▶ _What you need to do_
Please copy the material below word for word, from the line with "Caption verification task — the caption states that the curtain" to the line with "148 172 171 304", including both of those lines and nothing else.

▶ _Records supplied_
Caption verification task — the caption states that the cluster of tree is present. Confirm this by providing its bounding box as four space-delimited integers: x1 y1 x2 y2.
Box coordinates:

...

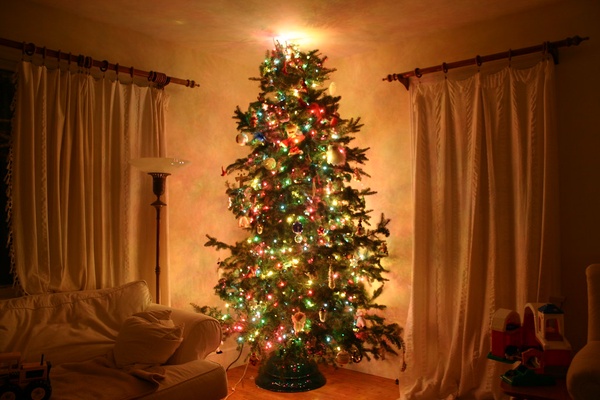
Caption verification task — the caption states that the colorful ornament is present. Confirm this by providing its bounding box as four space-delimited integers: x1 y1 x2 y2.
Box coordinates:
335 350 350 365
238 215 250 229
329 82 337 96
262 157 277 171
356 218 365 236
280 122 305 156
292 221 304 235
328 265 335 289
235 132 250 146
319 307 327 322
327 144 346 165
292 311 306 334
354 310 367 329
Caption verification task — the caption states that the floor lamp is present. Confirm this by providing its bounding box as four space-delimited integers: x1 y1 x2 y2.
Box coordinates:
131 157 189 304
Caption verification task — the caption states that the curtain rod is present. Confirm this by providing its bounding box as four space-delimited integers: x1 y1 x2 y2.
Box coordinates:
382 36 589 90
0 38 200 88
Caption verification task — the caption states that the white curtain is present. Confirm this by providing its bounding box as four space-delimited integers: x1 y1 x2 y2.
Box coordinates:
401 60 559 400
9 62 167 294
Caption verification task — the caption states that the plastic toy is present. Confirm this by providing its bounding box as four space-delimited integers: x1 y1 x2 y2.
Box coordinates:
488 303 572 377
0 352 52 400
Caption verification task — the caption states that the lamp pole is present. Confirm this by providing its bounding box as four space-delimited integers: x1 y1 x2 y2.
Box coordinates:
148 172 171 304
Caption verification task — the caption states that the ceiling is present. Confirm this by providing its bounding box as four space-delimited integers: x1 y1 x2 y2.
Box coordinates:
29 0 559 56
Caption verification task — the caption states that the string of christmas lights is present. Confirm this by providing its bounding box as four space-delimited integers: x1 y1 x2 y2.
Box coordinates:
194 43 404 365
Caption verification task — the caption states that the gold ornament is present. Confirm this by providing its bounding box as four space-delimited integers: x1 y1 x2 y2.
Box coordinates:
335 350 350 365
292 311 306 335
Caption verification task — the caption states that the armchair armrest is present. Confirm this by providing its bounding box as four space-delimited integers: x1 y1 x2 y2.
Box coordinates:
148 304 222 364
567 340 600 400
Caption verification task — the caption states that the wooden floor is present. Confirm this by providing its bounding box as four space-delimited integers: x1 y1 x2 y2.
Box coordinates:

▶ _Exercise solution_
Caption verification task — the caption states that the curtain rod is present. Confirm this by providing its bounding box as four space-delimited integers: x1 y1 x2 y2.
Box coordinates:
382 36 589 90
0 38 200 88
Caption verification task — the caption states that the white curtain is present. Confirm this by providing its bounding box as four space-delimited integers: x1 y1 x2 y2.
Box coordinates:
401 60 559 400
9 62 167 294
Caption verification task — the caption states that the plastic toy is present. Confirm this by providing its bounding box as four space-delimited integers: x1 y1 x2 y2.
Box coordinates:
488 303 572 377
0 352 52 400
Caption verification task — the caption states that the lamp pole is present. Confirm this by providing its bounding box as four space-delimited integers: x1 y1 x2 y2.
Box coordinates:
148 172 171 304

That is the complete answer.